Start of Given data

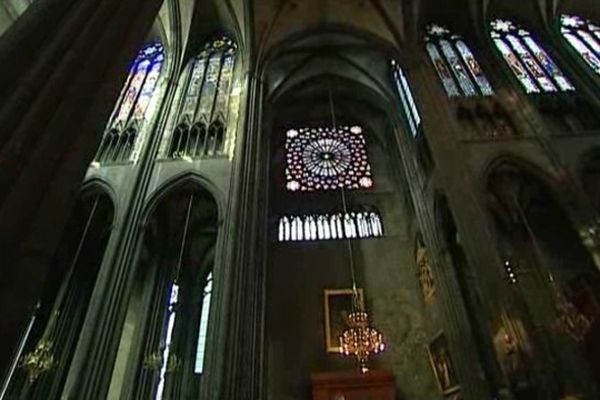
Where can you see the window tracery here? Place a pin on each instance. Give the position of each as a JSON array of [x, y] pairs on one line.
[[455, 64], [199, 115], [324, 158], [528, 61], [407, 99], [350, 225], [130, 113], [584, 37]]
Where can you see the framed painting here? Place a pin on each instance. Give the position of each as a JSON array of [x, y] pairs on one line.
[[338, 304], [442, 365]]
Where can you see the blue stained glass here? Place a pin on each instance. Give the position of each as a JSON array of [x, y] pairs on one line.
[[585, 53], [466, 71], [442, 70], [406, 97], [210, 86], [515, 65], [138, 91], [584, 37], [531, 64], [225, 84], [539, 65], [194, 87], [590, 40], [405, 105], [147, 90], [548, 64], [410, 98], [203, 328], [459, 71], [474, 68]]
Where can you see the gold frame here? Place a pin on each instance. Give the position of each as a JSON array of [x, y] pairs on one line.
[[453, 388], [332, 344]]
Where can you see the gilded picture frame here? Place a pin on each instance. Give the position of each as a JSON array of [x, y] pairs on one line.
[[337, 306]]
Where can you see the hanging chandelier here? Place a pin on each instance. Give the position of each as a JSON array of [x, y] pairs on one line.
[[359, 339]]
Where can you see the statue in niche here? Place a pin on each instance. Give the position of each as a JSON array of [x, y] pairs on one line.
[[424, 272], [512, 346]]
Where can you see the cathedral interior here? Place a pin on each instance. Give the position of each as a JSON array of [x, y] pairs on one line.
[[300, 199]]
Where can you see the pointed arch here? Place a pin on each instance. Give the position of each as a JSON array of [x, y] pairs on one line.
[[449, 52], [131, 110], [528, 61], [584, 37], [203, 99]]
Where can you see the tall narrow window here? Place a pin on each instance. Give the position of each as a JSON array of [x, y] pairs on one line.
[[584, 37], [455, 64], [119, 141], [203, 329], [199, 115], [529, 62], [323, 158], [407, 99], [350, 225]]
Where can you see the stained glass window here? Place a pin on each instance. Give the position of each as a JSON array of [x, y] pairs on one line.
[[203, 329], [324, 158], [140, 87], [584, 37], [528, 61], [119, 143], [350, 225], [407, 99], [455, 64], [199, 115]]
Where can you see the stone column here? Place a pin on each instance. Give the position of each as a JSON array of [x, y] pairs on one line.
[[243, 363], [65, 61]]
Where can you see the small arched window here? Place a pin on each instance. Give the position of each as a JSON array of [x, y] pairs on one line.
[[203, 100], [455, 64], [584, 37], [528, 61], [407, 99], [130, 113]]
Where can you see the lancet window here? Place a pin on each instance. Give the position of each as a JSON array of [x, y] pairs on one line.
[[349, 225], [198, 120], [407, 99], [131, 111], [324, 158], [528, 61], [455, 64], [584, 37]]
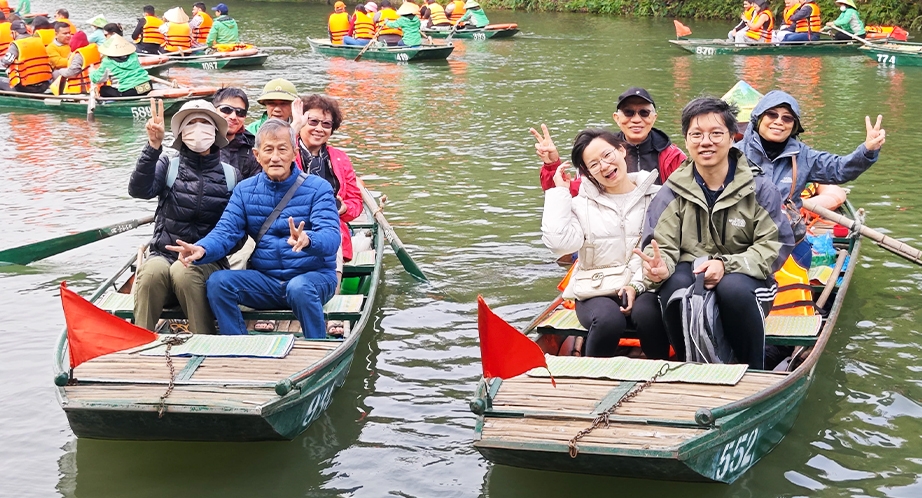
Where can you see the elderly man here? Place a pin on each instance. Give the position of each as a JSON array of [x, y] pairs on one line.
[[648, 149], [293, 218], [277, 96], [714, 218]]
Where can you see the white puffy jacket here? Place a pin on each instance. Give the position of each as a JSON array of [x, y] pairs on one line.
[[616, 229]]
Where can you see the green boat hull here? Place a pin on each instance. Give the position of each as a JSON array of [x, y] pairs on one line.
[[218, 63], [138, 109], [722, 47], [473, 34], [384, 54]]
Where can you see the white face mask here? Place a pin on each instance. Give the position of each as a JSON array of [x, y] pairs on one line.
[[198, 137]]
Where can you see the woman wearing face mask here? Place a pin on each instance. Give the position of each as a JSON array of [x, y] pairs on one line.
[[192, 191], [604, 223]]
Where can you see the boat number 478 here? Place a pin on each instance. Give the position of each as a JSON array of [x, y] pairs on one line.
[[737, 455], [886, 59]]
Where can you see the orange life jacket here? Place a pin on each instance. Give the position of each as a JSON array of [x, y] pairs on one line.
[[32, 66], [437, 14], [81, 82], [6, 37], [364, 27], [762, 33], [794, 296], [339, 27], [178, 37], [201, 33], [150, 33], [391, 15], [458, 12]]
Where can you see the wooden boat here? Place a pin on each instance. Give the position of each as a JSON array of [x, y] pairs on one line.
[[383, 53], [489, 32], [137, 108], [222, 60], [687, 428], [895, 53], [117, 396], [700, 46]]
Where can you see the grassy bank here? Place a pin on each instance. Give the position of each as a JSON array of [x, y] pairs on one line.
[[903, 12]]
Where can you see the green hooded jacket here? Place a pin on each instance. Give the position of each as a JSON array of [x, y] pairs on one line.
[[746, 228]]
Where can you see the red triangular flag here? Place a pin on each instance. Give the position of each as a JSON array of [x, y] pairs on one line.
[[504, 351], [92, 332], [681, 30]]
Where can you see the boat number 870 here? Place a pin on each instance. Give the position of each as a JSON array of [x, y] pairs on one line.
[[737, 455]]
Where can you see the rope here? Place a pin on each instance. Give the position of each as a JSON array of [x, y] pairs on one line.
[[170, 341]]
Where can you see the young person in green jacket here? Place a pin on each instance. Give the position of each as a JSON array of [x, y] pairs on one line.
[[715, 217], [476, 14], [121, 69], [224, 30], [409, 23], [849, 20]]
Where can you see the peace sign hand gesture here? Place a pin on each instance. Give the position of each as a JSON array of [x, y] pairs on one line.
[[156, 129], [545, 147], [876, 135], [298, 239], [654, 268]]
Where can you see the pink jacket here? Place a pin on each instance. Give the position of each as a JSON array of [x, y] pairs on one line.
[[348, 191]]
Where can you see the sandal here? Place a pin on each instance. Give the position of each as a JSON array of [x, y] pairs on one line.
[[264, 326], [332, 327]]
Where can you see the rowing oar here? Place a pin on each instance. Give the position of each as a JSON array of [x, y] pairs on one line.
[[371, 42], [408, 264], [35, 251], [888, 243]]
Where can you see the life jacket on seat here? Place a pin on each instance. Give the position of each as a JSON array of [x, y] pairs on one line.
[[339, 27], [32, 66], [200, 34]]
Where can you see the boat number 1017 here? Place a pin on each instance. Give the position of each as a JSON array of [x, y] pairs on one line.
[[886, 59], [737, 455]]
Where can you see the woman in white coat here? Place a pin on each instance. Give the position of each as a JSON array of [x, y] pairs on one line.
[[604, 224]]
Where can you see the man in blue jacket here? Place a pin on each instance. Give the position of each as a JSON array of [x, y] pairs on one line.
[[294, 264]]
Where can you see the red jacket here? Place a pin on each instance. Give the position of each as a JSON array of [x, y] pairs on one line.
[[670, 159], [348, 191]]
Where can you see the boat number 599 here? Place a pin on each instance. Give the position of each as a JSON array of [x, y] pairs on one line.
[[886, 59], [737, 454]]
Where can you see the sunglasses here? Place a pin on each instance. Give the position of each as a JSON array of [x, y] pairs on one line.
[[229, 109], [773, 116], [313, 122], [644, 113]]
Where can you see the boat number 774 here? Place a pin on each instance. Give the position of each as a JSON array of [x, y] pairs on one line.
[[886, 59], [737, 455]]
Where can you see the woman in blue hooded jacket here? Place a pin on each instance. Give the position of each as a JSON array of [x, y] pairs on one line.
[[770, 142]]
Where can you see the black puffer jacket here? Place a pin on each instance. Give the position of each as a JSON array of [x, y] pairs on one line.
[[239, 154], [192, 207]]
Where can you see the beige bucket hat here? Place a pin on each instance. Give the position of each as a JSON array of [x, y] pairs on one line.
[[116, 46], [198, 109]]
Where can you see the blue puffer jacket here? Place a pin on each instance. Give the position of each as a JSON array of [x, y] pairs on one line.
[[812, 165], [253, 201]]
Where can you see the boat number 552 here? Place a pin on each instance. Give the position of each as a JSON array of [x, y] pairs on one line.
[[886, 59], [737, 454]]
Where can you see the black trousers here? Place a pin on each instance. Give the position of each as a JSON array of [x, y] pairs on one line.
[[605, 322], [743, 302]]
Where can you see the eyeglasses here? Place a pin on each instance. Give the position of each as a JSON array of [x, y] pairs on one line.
[[644, 113], [609, 157], [313, 122], [774, 115], [229, 109], [716, 137]]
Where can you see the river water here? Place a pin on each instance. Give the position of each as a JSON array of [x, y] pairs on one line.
[[449, 145]]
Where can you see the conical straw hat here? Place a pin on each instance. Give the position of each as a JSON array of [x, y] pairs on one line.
[[116, 46]]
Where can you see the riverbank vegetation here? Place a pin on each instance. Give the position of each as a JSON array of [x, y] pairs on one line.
[[903, 12]]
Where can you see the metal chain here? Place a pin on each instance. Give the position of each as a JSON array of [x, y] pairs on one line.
[[602, 418], [174, 340]]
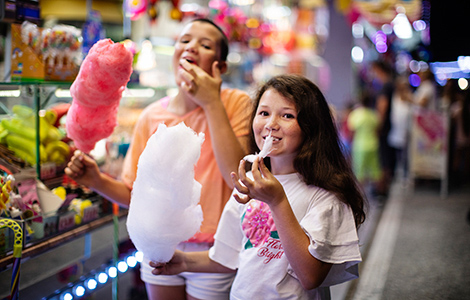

End of Given data

Task item: In the copy, include exactly the lines from the one containing "Where can you see the black puffer" through the last line of the records, and no pictures or other text.

Result for this exercise:
Where can you see the black puffer jacket here? Place a pin on each instance. Give the position of each as a JSON array of [x, y] pairs on one line.
[[239, 154], [192, 207]]
Where can you see the beige bucket hat here? Place a pin on each instance. Give the position of each as a JSON array of [x, y] pairs on one line.
[[116, 46], [198, 109]]
Where can you see the blue puffer jacket here? Place a pin on each instance. Give the position of each as a JSON array of [x, y] pairs on one line.
[[812, 165], [253, 201]]
Where can you see the boat number 552 here? Place a pin on each instance. Give the position of each as a JSON array of [x, y] pairs on one line.
[[886, 59], [737, 454]]
Where can you see the black trousers here? Place a pin on each instance. Give the position of each as a JSON array of [x, y] pairs on one line.
[[605, 322], [743, 302]]
Where can you see the eyeglasses here? Place a pin on each instance. Give the position of each as a JSON array of [x, y] pairs on one line.
[[644, 113], [609, 157], [313, 122], [774, 115], [229, 109], [716, 137]]
Where can you see the river water here? Place a pin on each instance. Give the position of each as a JSON array of [x, y] pairs on one line.
[[449, 145]]
Where can you see the conical straw hat here? Place a pin on each instance. Give the position of each as a JSON array of [x, y] pairs on one line.
[[116, 46]]
Where can you see the riverbank vegetation here? Place a pin on each instance. Give the position of each as a JSON array of [x, y] pairs on one line.
[[903, 12]]
Where can you see the metal chain here? Place a pin on each instance. Give the position of each as a JSON array of [x, y] pairs on one line.
[[602, 418], [174, 340]]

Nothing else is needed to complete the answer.